Search the records for the line with "on the creamy". Output that line and each line after it, exactly, and stop at the end; omit pictures.

:: Data excerpts ::

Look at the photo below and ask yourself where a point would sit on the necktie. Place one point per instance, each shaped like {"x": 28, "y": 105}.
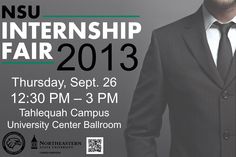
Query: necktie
{"x": 225, "y": 54}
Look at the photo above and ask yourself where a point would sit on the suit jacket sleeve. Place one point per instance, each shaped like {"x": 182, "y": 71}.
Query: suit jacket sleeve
{"x": 148, "y": 105}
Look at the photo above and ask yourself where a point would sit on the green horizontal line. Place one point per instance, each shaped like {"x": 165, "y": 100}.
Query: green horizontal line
{"x": 91, "y": 16}
{"x": 14, "y": 62}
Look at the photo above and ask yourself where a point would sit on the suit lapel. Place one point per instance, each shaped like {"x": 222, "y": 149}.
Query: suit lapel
{"x": 195, "y": 38}
{"x": 232, "y": 72}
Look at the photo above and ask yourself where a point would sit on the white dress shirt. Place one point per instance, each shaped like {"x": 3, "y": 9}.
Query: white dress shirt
{"x": 213, "y": 33}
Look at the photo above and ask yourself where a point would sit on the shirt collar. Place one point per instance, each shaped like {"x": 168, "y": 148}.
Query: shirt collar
{"x": 210, "y": 19}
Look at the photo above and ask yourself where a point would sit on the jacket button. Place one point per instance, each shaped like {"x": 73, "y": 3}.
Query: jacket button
{"x": 226, "y": 135}
{"x": 225, "y": 95}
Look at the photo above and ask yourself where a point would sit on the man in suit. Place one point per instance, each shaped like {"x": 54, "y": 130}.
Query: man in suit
{"x": 191, "y": 67}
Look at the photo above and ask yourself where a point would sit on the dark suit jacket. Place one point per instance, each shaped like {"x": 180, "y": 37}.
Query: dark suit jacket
{"x": 179, "y": 71}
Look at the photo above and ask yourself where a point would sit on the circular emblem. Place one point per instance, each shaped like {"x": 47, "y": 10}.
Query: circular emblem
{"x": 13, "y": 143}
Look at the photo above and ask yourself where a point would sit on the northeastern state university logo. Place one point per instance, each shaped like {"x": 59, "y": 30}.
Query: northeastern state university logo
{"x": 13, "y": 143}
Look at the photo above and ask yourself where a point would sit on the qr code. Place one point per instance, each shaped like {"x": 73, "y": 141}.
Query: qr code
{"x": 94, "y": 145}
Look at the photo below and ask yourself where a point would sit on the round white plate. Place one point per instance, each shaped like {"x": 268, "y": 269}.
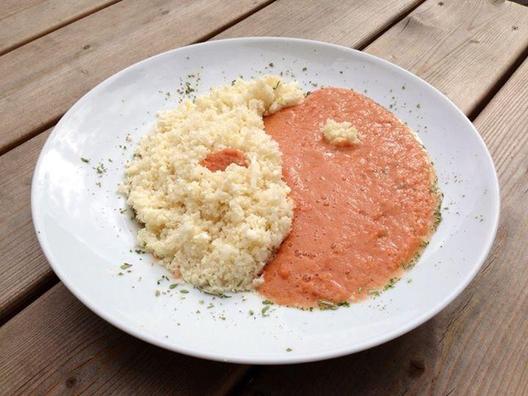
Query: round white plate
{"x": 86, "y": 238}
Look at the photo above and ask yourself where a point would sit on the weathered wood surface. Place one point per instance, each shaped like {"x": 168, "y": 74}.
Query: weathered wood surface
{"x": 477, "y": 345}
{"x": 345, "y": 22}
{"x": 57, "y": 346}
{"x": 23, "y": 21}
{"x": 68, "y": 62}
{"x": 463, "y": 48}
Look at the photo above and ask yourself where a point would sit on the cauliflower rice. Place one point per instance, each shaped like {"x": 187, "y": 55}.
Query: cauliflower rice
{"x": 217, "y": 229}
{"x": 340, "y": 133}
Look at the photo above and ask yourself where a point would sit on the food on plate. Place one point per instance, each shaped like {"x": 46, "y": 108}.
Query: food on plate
{"x": 363, "y": 212}
{"x": 207, "y": 186}
{"x": 313, "y": 201}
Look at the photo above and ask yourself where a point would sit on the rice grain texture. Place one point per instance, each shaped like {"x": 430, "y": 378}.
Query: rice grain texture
{"x": 216, "y": 228}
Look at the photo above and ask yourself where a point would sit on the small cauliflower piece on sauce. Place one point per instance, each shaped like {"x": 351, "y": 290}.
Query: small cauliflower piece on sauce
{"x": 340, "y": 133}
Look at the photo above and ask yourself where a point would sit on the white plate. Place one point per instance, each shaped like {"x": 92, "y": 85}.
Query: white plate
{"x": 86, "y": 238}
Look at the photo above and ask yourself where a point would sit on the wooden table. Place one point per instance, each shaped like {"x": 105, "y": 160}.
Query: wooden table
{"x": 53, "y": 51}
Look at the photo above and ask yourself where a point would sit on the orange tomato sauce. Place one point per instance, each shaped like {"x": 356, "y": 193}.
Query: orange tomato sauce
{"x": 362, "y": 212}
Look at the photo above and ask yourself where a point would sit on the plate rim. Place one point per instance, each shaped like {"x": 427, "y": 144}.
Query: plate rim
{"x": 282, "y": 359}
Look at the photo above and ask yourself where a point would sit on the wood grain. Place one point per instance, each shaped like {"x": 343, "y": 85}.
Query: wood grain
{"x": 68, "y": 62}
{"x": 477, "y": 345}
{"x": 57, "y": 346}
{"x": 345, "y": 22}
{"x": 463, "y": 48}
{"x": 24, "y": 268}
{"x": 23, "y": 21}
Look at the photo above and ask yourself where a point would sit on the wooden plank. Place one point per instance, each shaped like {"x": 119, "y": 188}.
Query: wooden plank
{"x": 68, "y": 62}
{"x": 345, "y": 22}
{"x": 477, "y": 345}
{"x": 25, "y": 268}
{"x": 58, "y": 346}
{"x": 23, "y": 21}
{"x": 463, "y": 48}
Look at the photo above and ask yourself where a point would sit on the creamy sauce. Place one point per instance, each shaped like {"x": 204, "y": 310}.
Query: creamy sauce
{"x": 220, "y": 160}
{"x": 362, "y": 212}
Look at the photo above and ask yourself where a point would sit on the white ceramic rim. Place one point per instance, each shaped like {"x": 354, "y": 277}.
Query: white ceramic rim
{"x": 286, "y": 359}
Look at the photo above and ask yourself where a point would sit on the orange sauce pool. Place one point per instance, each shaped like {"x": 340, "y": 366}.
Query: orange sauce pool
{"x": 362, "y": 212}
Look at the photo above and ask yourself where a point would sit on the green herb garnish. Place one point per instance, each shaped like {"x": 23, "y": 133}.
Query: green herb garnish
{"x": 265, "y": 310}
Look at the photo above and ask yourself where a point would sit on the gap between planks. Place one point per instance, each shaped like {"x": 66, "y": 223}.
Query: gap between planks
{"x": 74, "y": 70}
{"x": 43, "y": 12}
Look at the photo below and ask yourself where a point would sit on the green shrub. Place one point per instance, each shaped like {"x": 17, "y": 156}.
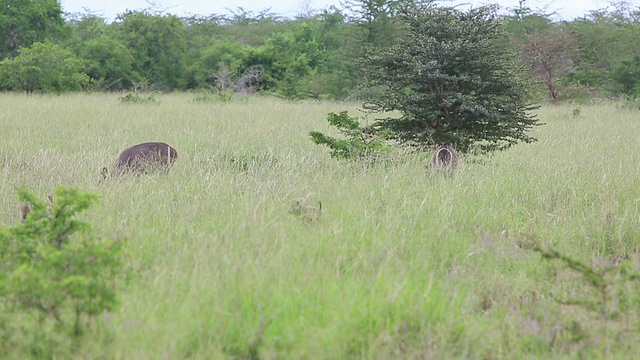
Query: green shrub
{"x": 52, "y": 271}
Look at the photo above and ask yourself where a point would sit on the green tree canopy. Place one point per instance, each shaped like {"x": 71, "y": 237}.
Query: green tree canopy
{"x": 23, "y": 22}
{"x": 452, "y": 81}
{"x": 44, "y": 67}
{"x": 110, "y": 63}
{"x": 158, "y": 45}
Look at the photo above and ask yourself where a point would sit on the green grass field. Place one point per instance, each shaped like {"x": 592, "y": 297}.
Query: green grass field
{"x": 403, "y": 263}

:::

### [The result]
Look at the photo above and ask yourself where a point would sit on the creamy sauce. Place one point per instance, each shaped like {"x": 204, "y": 310}.
Query: creamy sauce
{"x": 220, "y": 160}
{"x": 362, "y": 212}
Look at the photo above and ask yourself where a point would sit on the white ceramic rim. Place one point per instance, each shaped like {"x": 354, "y": 277}.
Query: white ceramic rim
{"x": 286, "y": 359}
Look at the photo above and ask yourself where a point would sit on the orange sauce pool. Place one point per instance, each shaped like {"x": 340, "y": 366}.
Query: orange sauce pool
{"x": 362, "y": 212}
Look at the photo above and ask yourself where a point would sit on the green herb garnish. Place one point per instance, each shaped like {"x": 23, "y": 133}.
Query: green herb garnish
{"x": 265, "y": 310}
Look at the photo above and ask yourself where a point would sit on the gap between planks. Place one point per instance, each shaped like {"x": 66, "y": 223}.
Query: gap between planks
{"x": 74, "y": 70}
{"x": 43, "y": 12}
Look at the photo below and ask yourself where a point would sit on the green shrub. Place one point per instance, each shaped like {"x": 17, "y": 156}.
Query: green shrub
{"x": 52, "y": 271}
Look at the photo above and ask yourself where a point would sit on the green tree canopy. Place one point per instance, each shaped like {"x": 71, "y": 237}.
Query: green tree canopy
{"x": 23, "y": 22}
{"x": 452, "y": 81}
{"x": 44, "y": 67}
{"x": 110, "y": 63}
{"x": 158, "y": 45}
Look at the photo above and ask yourself where a point would sit on the green grass field. Place one point per instance, each shaped like {"x": 592, "y": 297}.
Query: green grass field
{"x": 403, "y": 263}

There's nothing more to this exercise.